Text passage:
>>

Breaking the risk barrier for institutional investment in clean energy in emerging markets


Institutional investors such as pension funds, insurance companies, and savings and investment banks play an important role in defining sustainability criteria. To date, the perceived high risks associated with the emerging markets, with renewable energy and with small- and medium-sized enterprises have all tended to steer institutional investors away from funding these types of projects. Yet progressive pension funds in Europe and the US are looking for innovative ways to structure such investments.


To attract institutional financing for renewable energy and energy efficiency enterprises in the emerging markets by developing risk mitigation strategies and financing products through intermediaries such as E+Co. 

Main Activities

  • Work with pension funds, insurance companies and banks to analyze the risk profile of an intermediary like E+Co with a large RE/EE loan portfolio in developing countries.
  • Identify barriers to investment in E+Co when applying currently used investment approaches, define risks and identify possible mitigation measures.
  • Develop a risk analysis framework and mitigation mechanisms for the financing risk of emerging market clean energy investments for institutional investors.

<<

What to produce:
Write out the whole clean energy investment passage above again, word for word.

Data shown:
>>

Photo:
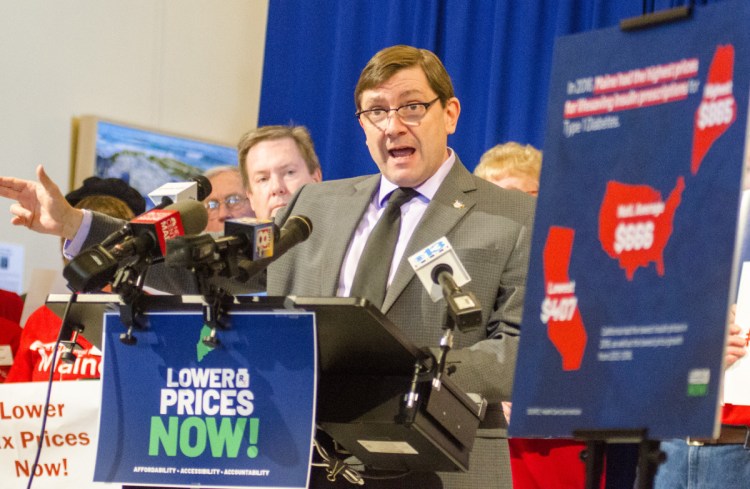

<<

Solved exercise:
Breaking the risk barrier for institutional investment in clean energy in emerging markets


Institutional investors such as pension funds, insurance companies, and savings and investment banks play an important role in defining sustainability criteria. To date, the perceived high risks associated with the emerging markets, with renewable energy and with small- and medium-sized enterprises have all tended to steer institutional investors away from funding these types of projects. Yet progressive pension funds in Europe and the US are looking for innovative ways to structure such investments.


To attract institutional financing for renewable energy and energy efficiency enterprises in the emerging markets by developing risk mitigation strategies and financing products through intermediaries such as E+Co. 

Main Activities

  • Work with pension funds, insurance companies and banks to analyze the risk profile of an intermediary like E+Co with a large RE/EE loan portfolio in developing countries.
  • Identify barriers to investment in E+Co when applying currently used investment approaches, define risks and identify possible mitigation measures.
  • Develop a risk analysis framework and mitigation mechanisms for the financing risk of emerging market clean energy investments for institutional investors.